Location identification entries:
┄┄┄┄┄┄
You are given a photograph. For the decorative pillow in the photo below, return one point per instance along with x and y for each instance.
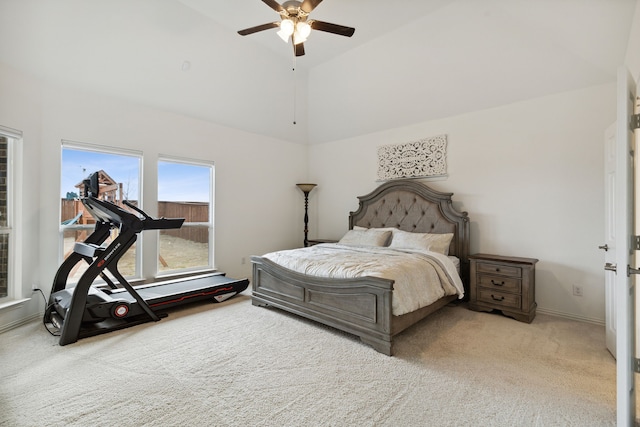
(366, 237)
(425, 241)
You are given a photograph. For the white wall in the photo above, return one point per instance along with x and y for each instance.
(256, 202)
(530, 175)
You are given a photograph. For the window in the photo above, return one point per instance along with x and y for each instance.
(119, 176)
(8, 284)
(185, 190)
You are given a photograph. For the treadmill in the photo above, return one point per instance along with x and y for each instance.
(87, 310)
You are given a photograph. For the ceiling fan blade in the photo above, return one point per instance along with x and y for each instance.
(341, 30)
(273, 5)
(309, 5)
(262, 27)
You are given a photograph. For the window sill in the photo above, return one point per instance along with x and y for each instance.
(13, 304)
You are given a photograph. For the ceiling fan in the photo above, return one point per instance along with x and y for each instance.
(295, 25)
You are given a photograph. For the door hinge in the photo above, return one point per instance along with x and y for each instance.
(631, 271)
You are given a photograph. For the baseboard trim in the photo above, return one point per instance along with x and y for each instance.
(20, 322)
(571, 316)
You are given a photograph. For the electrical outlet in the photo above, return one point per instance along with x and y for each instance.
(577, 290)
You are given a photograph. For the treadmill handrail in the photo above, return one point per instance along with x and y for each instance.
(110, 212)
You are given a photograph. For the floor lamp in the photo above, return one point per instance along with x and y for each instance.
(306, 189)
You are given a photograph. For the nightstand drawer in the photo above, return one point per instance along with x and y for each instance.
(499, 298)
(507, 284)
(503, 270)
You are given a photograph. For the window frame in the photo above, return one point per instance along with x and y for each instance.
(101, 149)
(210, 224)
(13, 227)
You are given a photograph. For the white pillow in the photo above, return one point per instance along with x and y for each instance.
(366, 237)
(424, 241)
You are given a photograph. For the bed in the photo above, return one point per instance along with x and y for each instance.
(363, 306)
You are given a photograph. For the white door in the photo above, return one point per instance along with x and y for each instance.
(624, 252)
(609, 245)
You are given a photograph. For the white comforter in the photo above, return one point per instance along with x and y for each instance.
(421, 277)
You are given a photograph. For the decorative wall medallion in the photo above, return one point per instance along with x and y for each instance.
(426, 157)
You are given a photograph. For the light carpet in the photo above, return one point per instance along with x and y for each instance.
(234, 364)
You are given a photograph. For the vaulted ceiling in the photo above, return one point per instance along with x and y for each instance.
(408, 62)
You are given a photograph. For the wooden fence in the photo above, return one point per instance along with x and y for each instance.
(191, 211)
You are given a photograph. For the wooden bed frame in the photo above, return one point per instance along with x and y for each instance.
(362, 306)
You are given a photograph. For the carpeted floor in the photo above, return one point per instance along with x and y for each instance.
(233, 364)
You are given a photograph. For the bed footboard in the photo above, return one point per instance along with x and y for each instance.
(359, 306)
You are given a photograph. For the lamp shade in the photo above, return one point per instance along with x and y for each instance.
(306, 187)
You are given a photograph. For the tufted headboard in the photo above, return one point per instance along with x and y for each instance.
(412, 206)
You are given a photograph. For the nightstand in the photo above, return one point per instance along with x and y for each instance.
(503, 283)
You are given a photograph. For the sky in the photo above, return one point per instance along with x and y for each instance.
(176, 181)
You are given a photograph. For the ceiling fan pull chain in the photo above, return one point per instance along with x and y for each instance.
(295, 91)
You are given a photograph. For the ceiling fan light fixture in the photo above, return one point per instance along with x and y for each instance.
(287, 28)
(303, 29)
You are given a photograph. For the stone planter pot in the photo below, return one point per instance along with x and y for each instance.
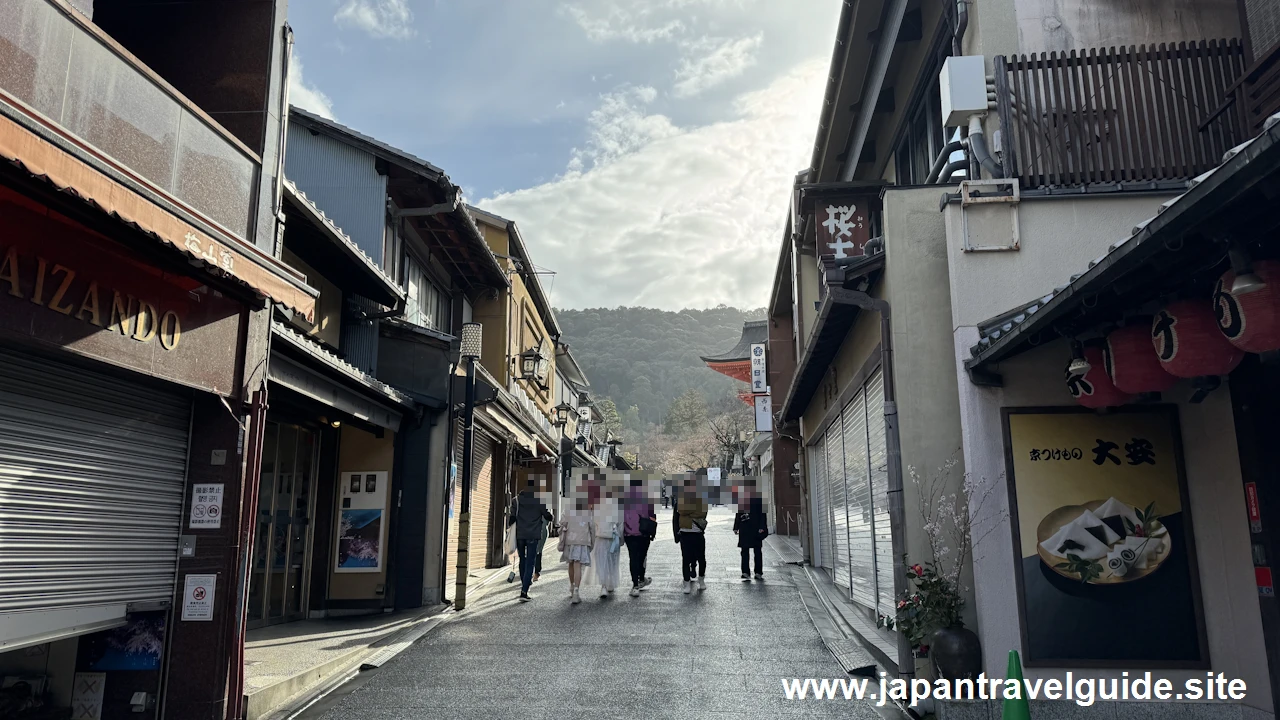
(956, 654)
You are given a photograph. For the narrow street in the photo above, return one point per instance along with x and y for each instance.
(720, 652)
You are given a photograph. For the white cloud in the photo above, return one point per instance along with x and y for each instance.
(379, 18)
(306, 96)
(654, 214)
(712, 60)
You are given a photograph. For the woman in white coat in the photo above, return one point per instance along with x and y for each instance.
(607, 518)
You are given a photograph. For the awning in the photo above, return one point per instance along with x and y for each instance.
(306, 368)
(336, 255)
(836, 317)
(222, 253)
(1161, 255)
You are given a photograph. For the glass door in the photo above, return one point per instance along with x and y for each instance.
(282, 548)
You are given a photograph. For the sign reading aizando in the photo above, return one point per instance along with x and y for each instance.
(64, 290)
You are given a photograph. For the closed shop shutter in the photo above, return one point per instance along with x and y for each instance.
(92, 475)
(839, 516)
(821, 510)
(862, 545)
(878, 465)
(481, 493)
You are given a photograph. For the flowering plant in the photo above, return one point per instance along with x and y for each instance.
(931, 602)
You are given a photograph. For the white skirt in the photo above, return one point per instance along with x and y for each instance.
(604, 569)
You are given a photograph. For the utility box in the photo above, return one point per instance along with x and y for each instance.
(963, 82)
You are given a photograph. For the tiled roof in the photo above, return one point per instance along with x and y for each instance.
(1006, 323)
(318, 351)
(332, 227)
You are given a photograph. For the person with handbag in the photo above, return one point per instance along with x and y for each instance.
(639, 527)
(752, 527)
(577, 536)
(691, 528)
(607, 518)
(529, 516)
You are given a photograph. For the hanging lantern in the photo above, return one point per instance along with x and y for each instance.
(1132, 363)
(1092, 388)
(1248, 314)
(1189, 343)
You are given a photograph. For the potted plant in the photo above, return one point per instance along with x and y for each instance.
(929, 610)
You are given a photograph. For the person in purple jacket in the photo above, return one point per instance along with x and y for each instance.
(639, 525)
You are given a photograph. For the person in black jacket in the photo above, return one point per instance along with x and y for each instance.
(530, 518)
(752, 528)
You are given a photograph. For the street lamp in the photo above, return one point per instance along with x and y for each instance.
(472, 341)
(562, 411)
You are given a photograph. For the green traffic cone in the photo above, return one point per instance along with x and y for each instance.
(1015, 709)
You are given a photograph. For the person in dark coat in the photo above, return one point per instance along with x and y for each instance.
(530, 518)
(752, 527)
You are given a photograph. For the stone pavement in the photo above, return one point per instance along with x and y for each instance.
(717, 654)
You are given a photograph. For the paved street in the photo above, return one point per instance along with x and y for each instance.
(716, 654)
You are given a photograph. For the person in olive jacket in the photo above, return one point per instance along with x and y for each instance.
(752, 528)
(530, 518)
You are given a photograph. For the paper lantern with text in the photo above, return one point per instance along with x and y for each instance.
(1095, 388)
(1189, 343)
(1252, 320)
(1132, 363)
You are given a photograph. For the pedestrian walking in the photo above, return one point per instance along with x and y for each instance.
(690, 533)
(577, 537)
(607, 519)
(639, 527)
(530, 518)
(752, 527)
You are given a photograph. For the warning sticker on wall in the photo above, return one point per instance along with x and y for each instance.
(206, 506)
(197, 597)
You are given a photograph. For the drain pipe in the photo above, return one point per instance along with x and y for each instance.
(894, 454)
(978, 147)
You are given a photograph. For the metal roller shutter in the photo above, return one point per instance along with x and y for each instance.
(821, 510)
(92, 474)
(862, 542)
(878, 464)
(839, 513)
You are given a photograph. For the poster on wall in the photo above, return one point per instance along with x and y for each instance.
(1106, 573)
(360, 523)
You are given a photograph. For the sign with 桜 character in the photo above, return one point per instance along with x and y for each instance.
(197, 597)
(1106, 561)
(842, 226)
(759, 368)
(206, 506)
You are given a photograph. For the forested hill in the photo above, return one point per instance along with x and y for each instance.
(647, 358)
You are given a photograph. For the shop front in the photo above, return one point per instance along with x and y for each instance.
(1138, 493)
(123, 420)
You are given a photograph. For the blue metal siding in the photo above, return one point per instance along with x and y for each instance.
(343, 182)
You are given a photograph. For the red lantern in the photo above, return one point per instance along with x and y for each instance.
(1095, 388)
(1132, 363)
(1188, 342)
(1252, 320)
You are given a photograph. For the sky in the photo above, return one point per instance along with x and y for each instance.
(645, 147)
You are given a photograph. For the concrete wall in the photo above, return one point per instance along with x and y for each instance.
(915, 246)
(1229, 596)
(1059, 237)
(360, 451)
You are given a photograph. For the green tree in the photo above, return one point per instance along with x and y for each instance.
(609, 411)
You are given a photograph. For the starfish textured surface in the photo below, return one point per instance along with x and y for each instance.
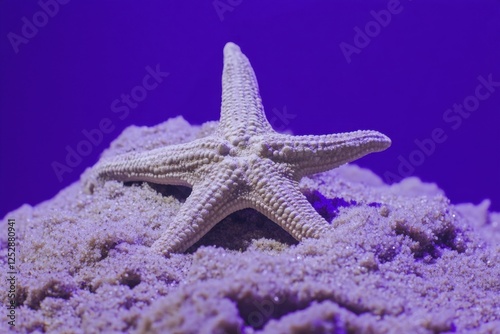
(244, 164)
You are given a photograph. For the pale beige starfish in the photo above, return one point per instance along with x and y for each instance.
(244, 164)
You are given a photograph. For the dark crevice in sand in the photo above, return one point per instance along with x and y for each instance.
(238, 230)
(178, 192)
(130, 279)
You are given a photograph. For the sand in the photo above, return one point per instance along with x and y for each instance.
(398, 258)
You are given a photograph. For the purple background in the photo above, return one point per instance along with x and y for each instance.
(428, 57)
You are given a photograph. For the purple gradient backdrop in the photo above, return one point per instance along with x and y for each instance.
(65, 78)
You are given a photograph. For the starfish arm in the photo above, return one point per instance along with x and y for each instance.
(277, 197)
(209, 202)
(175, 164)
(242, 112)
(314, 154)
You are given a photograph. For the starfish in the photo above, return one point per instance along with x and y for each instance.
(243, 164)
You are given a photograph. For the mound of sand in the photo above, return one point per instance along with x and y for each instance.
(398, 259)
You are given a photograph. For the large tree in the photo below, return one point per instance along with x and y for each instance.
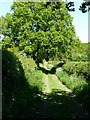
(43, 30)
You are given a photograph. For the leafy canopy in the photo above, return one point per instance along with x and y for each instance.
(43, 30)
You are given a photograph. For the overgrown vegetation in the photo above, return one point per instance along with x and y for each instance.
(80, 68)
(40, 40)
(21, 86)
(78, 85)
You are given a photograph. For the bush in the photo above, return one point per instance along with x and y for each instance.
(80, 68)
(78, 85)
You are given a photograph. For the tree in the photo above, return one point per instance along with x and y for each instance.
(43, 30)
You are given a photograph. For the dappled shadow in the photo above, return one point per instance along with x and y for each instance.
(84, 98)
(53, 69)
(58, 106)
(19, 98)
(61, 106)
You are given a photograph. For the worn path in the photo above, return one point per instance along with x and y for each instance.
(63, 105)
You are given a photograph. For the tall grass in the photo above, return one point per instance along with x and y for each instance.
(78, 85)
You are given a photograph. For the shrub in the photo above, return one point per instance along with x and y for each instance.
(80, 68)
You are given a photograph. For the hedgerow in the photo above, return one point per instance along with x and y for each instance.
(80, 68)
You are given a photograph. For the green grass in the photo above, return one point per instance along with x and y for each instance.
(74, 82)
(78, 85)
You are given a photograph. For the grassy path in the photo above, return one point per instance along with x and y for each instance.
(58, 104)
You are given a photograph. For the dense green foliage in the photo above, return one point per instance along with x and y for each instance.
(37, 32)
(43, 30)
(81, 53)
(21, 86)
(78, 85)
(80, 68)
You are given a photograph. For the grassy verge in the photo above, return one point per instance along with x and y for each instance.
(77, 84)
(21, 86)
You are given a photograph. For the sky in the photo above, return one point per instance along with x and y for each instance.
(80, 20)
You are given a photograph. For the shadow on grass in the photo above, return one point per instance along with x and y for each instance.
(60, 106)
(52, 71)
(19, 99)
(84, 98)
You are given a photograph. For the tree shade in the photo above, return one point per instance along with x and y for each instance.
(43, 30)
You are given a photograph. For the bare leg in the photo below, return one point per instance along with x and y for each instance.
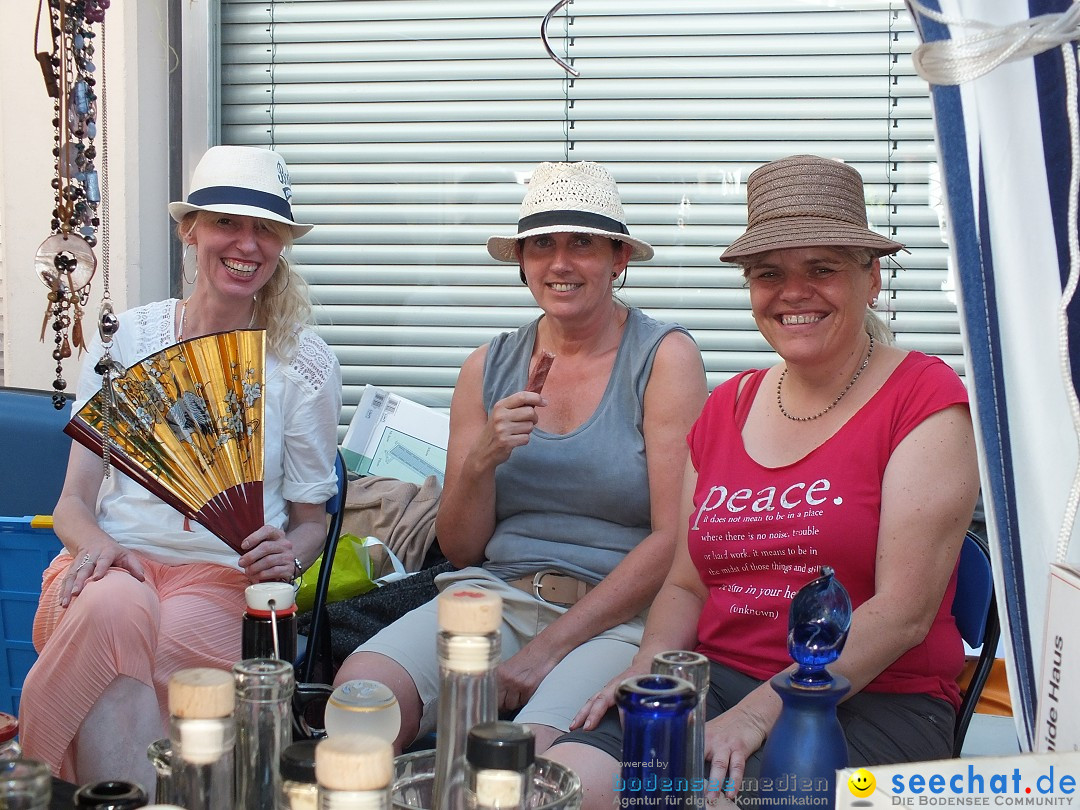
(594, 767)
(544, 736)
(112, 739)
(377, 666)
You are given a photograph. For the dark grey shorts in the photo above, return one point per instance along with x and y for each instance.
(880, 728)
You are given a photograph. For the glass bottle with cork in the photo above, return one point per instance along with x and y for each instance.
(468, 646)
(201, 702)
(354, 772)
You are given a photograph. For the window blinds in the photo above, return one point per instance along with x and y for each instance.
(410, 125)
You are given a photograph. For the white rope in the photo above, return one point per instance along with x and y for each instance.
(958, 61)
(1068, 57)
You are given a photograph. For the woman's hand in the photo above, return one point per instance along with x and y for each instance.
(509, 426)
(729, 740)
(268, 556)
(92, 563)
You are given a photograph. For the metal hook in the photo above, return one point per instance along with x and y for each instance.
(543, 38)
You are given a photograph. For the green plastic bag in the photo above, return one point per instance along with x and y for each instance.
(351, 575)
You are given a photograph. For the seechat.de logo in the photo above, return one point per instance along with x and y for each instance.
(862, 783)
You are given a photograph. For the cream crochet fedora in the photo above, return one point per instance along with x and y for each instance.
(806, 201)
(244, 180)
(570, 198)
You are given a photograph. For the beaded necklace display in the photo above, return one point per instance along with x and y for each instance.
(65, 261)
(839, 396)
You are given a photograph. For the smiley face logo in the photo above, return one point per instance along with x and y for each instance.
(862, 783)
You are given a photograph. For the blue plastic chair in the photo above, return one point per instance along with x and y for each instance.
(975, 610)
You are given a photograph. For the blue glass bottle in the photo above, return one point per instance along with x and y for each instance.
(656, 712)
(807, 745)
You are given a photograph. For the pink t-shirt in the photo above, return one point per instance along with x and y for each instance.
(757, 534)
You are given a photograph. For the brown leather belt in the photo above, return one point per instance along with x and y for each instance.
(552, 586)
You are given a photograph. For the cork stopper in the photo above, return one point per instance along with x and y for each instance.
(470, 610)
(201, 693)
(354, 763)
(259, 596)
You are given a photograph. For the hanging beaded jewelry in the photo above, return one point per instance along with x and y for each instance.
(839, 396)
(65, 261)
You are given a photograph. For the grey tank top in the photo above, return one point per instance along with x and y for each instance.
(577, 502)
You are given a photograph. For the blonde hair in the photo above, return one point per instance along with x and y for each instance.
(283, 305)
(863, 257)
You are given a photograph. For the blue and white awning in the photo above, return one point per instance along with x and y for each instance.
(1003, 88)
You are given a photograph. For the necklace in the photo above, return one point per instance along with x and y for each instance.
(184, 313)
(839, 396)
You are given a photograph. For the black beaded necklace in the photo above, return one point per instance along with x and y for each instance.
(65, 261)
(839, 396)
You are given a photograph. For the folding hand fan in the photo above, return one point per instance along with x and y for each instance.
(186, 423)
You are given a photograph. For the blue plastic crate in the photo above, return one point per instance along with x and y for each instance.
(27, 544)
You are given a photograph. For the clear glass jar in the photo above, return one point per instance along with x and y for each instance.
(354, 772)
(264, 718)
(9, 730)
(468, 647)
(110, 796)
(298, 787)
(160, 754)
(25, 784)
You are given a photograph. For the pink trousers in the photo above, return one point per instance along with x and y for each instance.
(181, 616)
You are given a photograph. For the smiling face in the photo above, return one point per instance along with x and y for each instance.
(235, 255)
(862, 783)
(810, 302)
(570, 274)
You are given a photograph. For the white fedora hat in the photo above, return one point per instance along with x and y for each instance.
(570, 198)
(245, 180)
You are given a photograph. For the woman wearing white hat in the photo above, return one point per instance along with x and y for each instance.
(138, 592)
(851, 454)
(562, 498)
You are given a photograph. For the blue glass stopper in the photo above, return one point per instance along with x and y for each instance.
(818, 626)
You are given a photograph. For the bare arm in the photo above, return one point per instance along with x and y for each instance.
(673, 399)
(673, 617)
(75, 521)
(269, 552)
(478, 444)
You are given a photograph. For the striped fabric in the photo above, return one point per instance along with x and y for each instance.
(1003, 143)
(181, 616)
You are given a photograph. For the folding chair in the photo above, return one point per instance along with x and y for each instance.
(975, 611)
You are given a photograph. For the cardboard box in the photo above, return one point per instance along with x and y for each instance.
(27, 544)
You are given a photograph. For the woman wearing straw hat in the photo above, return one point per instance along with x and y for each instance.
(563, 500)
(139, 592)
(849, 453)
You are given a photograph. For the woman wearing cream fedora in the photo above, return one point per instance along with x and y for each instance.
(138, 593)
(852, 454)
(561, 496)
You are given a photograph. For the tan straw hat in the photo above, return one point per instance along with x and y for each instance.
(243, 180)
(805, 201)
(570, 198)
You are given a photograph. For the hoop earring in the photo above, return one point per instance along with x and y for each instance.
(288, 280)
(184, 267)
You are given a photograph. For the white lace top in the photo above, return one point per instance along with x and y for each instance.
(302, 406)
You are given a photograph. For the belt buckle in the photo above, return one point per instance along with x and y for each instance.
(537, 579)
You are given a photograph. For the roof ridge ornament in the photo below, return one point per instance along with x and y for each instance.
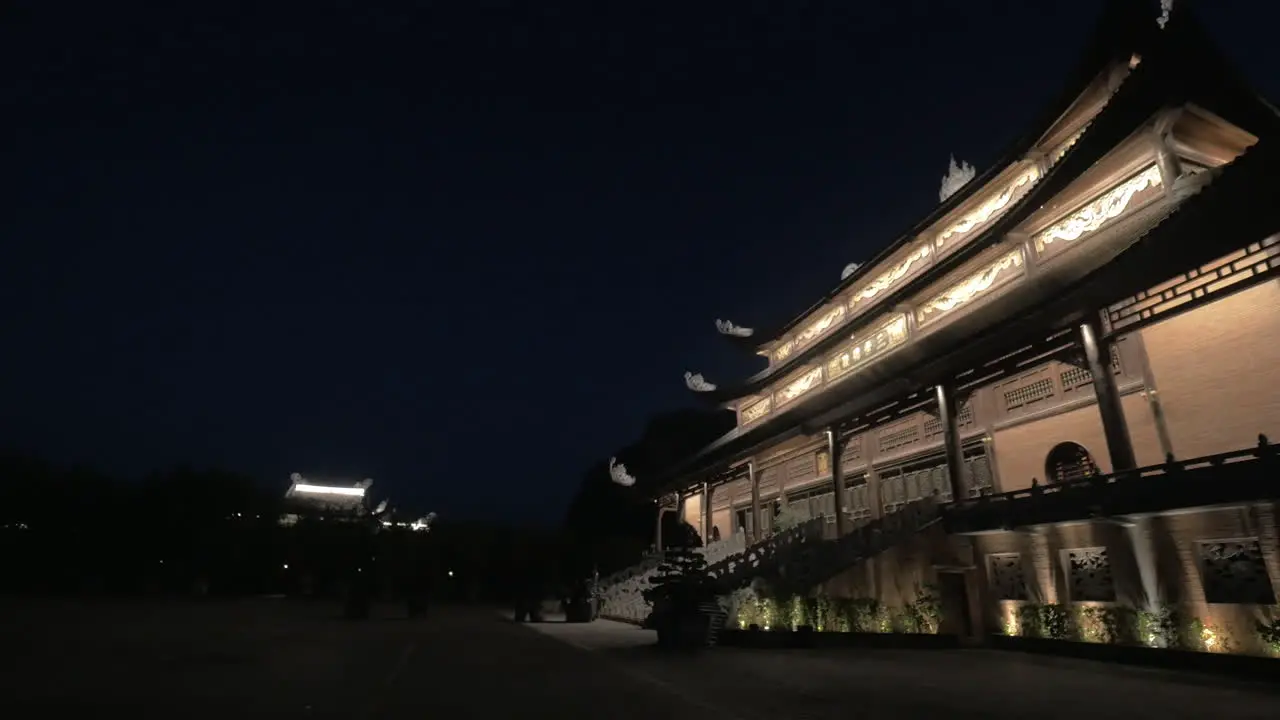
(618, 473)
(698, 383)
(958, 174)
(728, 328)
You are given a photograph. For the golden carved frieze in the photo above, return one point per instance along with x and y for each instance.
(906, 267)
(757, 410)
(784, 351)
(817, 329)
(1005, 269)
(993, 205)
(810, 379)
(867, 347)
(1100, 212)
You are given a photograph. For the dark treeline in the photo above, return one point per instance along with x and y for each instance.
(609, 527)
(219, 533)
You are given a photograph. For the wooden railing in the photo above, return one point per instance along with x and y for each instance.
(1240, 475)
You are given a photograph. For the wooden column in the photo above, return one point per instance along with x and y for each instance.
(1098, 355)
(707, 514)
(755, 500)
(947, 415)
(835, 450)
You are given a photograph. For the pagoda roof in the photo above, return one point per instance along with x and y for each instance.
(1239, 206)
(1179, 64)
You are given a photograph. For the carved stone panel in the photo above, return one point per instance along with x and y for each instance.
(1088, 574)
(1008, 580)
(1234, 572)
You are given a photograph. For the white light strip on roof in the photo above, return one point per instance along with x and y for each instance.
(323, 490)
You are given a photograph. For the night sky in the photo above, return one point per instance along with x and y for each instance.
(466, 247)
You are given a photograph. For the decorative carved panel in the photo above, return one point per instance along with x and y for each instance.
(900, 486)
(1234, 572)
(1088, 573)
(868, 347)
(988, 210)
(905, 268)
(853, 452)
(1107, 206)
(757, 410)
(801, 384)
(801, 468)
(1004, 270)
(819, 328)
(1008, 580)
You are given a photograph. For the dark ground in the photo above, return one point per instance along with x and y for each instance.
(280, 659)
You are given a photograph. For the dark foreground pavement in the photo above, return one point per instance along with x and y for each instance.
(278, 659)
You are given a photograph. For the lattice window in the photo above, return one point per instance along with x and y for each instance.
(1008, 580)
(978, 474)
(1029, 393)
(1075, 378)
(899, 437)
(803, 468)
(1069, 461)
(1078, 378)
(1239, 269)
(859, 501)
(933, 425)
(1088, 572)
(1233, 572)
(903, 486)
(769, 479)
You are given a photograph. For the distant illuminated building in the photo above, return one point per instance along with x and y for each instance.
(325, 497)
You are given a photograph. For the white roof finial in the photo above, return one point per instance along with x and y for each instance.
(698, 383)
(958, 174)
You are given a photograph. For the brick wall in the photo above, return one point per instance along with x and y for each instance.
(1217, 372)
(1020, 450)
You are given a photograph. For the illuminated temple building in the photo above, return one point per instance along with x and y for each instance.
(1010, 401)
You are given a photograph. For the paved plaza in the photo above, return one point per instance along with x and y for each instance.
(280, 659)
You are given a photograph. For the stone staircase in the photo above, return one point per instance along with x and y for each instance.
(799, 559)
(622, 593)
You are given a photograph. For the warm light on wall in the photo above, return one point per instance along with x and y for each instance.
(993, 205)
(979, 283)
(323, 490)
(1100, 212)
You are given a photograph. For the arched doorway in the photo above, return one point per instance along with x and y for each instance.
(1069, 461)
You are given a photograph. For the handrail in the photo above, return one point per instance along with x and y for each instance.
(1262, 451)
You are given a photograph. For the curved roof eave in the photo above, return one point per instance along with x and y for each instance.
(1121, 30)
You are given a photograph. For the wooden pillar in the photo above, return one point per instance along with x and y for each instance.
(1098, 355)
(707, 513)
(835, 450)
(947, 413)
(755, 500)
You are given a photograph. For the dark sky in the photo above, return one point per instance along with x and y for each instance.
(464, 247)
┄┄┄┄┄┄
▸ **WORK TO BE COMPLETED**: Only the lines from the one that contains "You are given a photograph. For the white roof" through the last line should be repeated, each exactly as it stands, with both ends included.

▸ **ANSWER TO THE TASK**:
You are given a photograph. For the white roof finial in the photo above, return one point per instance along with x and y for each instance.
(698, 383)
(958, 174)
You are given a photograph. For the brick wall in the photo above, return one point per instance along with x and y for each instance.
(1217, 372)
(1020, 450)
You are given a photograph. For the illuminated temple building in the photo above, return one point per instance along with x and y for each instance.
(1010, 401)
You are given a photograph. For the paved plaza in the photo above, return one point per instance along with x and y for each instance.
(280, 659)
You are given a photograph. For the stone staircase in the photo above, return one point per instance along with x and y for each instance.
(799, 559)
(622, 593)
You are given a photograph. For the warm light on wall in the photo above, return one point per instance along with x and y for each instance.
(993, 205)
(979, 283)
(323, 490)
(1100, 212)
You are given a photograph. For the arched doorway in the photo above, return one point per instance along with x and y for each instance.
(1069, 461)
You are given a photograph. For the handrail in the photo above, return one point per instance along with x and y for each instance.
(1262, 451)
You are given a photograph. For the curved roof eave in the photo above, return one point per instance along with x and y for each instance.
(1121, 30)
You are given a photograph. For the wooden pillar in the photo above, return one point per instance along with x and y for each instance.
(1098, 355)
(707, 513)
(835, 450)
(947, 413)
(755, 500)
You are given a photograph. For the dark sky in the photo above, return one point per instance along with x and y for each instance.
(464, 247)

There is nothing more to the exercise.